NB: The monthly water consumption dataset was augmented to daily resolution using the PCHIP method, as detailed in our earlier work [13]. The resulting daily time series was then labeled using LSTM-AE, which reconstructed normal patterns and identified deviations based on reconstruction error, following the same procedure established in [13].

2.3. Proposed Framework

Based on the literature review and research findings, we propose the framework illustrated in Figure 1, which outlines the development phases of the model adopted in this study. The framework incorporates a structured approach to handling class imbalance, model training, and evaluation, ensuring robust anomaly detection in SWMNs. The following steps highlight the proposed framework:

2.3.1. Step 1: Data Acquisition

Historical water consumption data were obtained from the City of Windhoek. The records span a 6-year period and cover a diverse range of urban households.

2.3.2. Step 2: Data Preparation and Balancing

The raw dataset consists of monthly water consumption readings collected over a 6-year period (2017–2022) from 1375 households in Windhoek, Namibia. Each record includes the following attributes:

Meter ID (unique identifier for each household water meter)
Reading Date (timestamp of the monthly reading)
Monthly Consumption (in cubic meters)

+++++

## Problems to work on
• A. Decide whether each statement agrees with the water consumption text, answering yes or no and quoting the words of the text that settle it: (i) the readings come from 1375 households in Windhoek; (ii) the daily time series was labeled with the PCHIP method; (iii) monthly consumption is given in liters.
• B. In the water consumption text, which years does the raw dataset cover?
• C. Carry the water consumption text forward from its final line.
The lines that follow have no connection to the water consumption text.

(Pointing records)
+++++

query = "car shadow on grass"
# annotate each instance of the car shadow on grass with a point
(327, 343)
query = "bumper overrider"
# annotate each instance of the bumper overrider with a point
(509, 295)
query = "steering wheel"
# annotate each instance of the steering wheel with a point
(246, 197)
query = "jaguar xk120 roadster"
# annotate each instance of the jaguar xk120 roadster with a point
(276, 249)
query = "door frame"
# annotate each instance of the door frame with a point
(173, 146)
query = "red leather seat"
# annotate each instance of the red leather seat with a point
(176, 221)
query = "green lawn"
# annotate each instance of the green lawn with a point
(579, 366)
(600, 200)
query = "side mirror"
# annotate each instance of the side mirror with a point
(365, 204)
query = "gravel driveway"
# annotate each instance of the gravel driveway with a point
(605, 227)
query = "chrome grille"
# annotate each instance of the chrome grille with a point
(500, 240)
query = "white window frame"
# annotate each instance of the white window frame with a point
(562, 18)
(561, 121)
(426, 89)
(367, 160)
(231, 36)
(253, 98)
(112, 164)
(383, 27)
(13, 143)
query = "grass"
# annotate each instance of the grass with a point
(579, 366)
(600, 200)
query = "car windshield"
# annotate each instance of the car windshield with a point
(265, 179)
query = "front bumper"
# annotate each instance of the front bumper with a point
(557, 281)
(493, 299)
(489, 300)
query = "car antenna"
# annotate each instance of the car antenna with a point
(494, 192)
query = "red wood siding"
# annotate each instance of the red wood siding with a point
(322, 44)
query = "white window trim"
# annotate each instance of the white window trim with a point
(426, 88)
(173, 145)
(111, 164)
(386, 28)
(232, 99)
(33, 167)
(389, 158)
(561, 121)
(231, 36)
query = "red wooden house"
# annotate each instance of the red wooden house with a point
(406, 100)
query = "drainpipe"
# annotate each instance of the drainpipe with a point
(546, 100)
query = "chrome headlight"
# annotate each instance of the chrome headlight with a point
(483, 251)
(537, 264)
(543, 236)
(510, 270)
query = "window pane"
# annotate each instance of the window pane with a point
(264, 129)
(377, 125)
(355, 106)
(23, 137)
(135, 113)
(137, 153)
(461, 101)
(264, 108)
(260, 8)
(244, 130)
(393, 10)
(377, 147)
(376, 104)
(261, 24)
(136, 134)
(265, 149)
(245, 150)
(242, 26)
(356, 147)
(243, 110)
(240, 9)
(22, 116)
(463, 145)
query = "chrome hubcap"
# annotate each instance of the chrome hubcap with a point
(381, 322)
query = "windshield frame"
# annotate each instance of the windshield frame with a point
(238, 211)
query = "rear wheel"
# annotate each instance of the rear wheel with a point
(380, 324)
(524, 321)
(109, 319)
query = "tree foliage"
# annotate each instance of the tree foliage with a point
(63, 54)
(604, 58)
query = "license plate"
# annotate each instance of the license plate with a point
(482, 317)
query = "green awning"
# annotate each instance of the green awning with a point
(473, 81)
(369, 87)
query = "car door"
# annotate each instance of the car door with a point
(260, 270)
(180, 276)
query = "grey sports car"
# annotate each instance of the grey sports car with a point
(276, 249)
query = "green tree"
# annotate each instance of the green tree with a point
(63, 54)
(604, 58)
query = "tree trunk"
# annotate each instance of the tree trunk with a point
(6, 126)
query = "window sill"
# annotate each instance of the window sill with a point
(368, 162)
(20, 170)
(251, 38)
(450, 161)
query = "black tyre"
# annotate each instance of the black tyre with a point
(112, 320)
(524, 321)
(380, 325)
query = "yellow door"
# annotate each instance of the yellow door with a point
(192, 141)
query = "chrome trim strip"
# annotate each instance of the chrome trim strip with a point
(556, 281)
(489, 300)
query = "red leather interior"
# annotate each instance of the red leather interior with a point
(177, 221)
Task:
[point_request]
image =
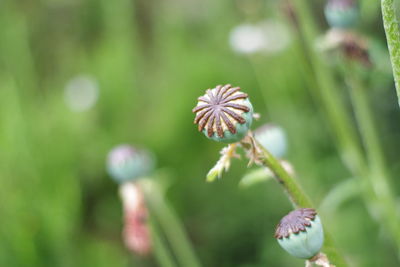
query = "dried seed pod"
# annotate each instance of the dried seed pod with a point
(136, 233)
(342, 13)
(273, 138)
(224, 114)
(300, 233)
(126, 163)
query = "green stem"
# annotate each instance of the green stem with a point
(393, 39)
(298, 198)
(161, 251)
(170, 224)
(379, 175)
(327, 90)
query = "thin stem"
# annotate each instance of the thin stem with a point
(393, 39)
(327, 90)
(161, 252)
(298, 198)
(170, 224)
(379, 175)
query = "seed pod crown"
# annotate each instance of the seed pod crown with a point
(224, 114)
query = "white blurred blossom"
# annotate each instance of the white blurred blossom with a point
(268, 36)
(81, 93)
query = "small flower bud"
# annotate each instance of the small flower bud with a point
(224, 114)
(300, 233)
(273, 138)
(126, 163)
(342, 13)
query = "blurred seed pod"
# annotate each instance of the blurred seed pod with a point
(81, 93)
(342, 13)
(273, 138)
(300, 233)
(126, 163)
(353, 46)
(224, 114)
(269, 37)
(136, 233)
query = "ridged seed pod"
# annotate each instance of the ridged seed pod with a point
(126, 163)
(342, 13)
(273, 138)
(300, 233)
(224, 114)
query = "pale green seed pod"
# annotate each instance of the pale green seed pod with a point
(342, 13)
(273, 138)
(224, 114)
(300, 233)
(126, 163)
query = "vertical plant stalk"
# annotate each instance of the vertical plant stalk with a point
(391, 26)
(161, 252)
(339, 118)
(170, 224)
(379, 175)
(298, 198)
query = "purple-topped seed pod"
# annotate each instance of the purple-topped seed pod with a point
(224, 114)
(342, 13)
(126, 163)
(300, 233)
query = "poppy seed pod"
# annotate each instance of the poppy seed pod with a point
(126, 163)
(224, 114)
(342, 13)
(273, 138)
(300, 233)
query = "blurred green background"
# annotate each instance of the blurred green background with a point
(150, 60)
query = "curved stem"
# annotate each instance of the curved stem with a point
(379, 174)
(393, 39)
(161, 252)
(298, 198)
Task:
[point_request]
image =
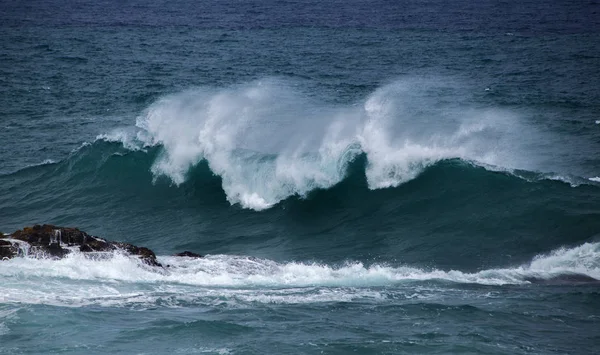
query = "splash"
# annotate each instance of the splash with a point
(269, 141)
(121, 280)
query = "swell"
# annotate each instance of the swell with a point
(125, 281)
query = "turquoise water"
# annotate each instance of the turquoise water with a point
(372, 178)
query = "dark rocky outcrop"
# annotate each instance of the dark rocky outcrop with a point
(56, 242)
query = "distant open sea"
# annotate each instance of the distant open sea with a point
(364, 177)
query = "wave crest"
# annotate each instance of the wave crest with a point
(267, 141)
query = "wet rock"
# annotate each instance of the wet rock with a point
(57, 242)
(7, 250)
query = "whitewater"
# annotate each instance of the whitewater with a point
(267, 141)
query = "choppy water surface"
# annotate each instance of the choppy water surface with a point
(378, 177)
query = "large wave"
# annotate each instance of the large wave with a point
(267, 140)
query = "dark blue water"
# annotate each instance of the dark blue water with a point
(365, 177)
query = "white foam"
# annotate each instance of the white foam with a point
(122, 280)
(268, 141)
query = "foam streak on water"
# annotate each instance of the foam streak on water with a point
(267, 141)
(78, 280)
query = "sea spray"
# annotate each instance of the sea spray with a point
(268, 141)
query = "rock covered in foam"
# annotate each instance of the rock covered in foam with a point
(56, 242)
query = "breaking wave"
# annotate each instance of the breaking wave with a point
(122, 279)
(268, 141)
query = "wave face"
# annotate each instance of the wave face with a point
(267, 141)
(412, 173)
(119, 280)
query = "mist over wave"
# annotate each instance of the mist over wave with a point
(268, 140)
(120, 279)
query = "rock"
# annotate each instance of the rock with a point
(57, 242)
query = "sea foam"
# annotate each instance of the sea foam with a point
(123, 280)
(269, 141)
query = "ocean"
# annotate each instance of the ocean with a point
(368, 177)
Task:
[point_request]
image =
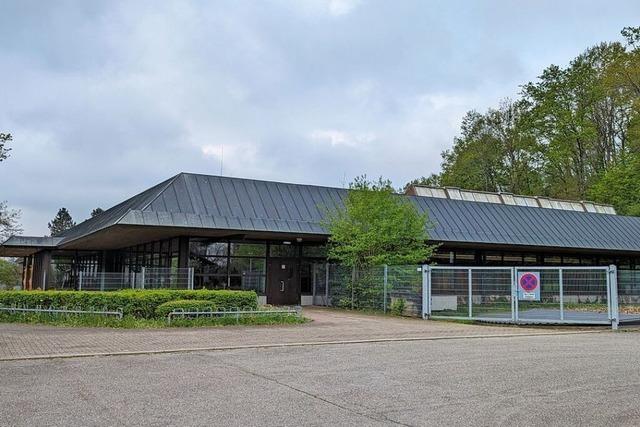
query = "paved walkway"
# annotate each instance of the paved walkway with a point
(18, 341)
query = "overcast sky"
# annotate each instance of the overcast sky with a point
(106, 99)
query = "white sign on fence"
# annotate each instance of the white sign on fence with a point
(529, 285)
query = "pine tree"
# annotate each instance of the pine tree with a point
(96, 212)
(61, 222)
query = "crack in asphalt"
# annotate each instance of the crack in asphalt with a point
(380, 418)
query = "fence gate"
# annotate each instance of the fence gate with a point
(569, 295)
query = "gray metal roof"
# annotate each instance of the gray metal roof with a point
(31, 241)
(204, 201)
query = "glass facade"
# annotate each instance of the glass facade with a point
(228, 265)
(245, 265)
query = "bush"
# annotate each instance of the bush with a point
(136, 303)
(397, 307)
(186, 305)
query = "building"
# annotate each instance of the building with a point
(247, 234)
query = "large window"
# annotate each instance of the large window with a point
(228, 265)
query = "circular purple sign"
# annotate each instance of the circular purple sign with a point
(528, 282)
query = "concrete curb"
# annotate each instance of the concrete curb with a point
(292, 344)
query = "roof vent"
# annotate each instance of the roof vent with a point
(503, 198)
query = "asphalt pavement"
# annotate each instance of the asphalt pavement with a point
(578, 379)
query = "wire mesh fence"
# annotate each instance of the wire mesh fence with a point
(146, 278)
(629, 294)
(396, 289)
(521, 294)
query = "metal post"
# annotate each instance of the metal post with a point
(426, 292)
(326, 285)
(561, 284)
(516, 314)
(384, 288)
(613, 285)
(514, 295)
(470, 294)
(353, 286)
(315, 278)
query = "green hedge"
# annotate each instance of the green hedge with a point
(137, 303)
(184, 304)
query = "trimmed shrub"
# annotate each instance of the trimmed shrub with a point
(397, 307)
(137, 303)
(186, 305)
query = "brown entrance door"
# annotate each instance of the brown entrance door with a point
(283, 287)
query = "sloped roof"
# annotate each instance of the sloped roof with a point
(204, 201)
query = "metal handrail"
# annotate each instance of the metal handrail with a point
(237, 312)
(117, 313)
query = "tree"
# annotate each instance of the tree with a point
(96, 212)
(494, 152)
(620, 187)
(9, 218)
(432, 180)
(4, 139)
(61, 222)
(9, 222)
(9, 274)
(377, 227)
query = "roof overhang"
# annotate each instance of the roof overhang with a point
(122, 236)
(20, 246)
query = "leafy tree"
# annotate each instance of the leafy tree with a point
(4, 150)
(9, 222)
(377, 227)
(61, 222)
(96, 212)
(432, 180)
(620, 186)
(9, 274)
(494, 152)
(9, 218)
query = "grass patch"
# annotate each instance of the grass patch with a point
(131, 322)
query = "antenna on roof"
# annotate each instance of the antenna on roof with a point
(221, 158)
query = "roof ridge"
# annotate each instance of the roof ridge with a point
(162, 190)
(171, 180)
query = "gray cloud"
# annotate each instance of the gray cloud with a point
(107, 98)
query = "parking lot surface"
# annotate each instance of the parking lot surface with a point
(32, 341)
(579, 379)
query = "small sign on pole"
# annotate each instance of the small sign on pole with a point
(529, 285)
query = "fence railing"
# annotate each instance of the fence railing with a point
(146, 278)
(542, 294)
(386, 288)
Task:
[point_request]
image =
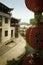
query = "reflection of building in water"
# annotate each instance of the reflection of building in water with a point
(8, 29)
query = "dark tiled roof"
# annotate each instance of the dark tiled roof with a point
(4, 8)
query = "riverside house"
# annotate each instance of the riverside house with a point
(8, 25)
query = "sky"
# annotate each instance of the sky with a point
(20, 10)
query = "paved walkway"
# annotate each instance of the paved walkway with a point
(13, 51)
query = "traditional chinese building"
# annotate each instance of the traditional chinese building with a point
(8, 25)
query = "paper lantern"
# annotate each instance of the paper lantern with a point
(34, 5)
(34, 36)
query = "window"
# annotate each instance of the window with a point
(6, 20)
(6, 33)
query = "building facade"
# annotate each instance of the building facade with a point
(7, 27)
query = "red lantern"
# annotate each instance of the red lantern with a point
(34, 5)
(35, 37)
(28, 33)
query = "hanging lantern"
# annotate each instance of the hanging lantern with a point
(34, 5)
(32, 59)
(36, 36)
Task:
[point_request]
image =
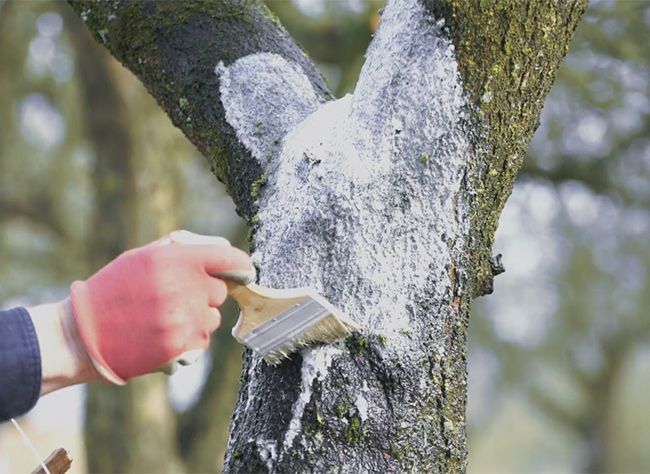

+++++

## Answers in order
• A.
(i) Yes: "from 1375 households in Windhoek, Namibia"
(ii) No: "The resulting daily time series was then labeled using LSTM-AE"
(iii) No: "Monthly Consumption (in cubic meters)"

• B. 2017 to 2022.

• C.
Derived Features: interpolated daily consumption, and anomaly labels

Additional spatial variables such as household location and building type were not available due to privacy constraints. However, the water meters are distributed across several residential zones, capturing a heterogeneous mix of consumption patterns representative of the city’s broader water usage behavior. The dataset underwent thorough cleaning, which involved removing duplicate records, addressing missing values, and validating zero water consumption entries. Households with more than 80 percent missing data across the 6-year period were excluded from the analysis. Cases with zero consumption were confirmed through ground-truth validation in collaboration with municipal technicians, who identified meter disconnections, service interruptions, or periods of non-occupancy.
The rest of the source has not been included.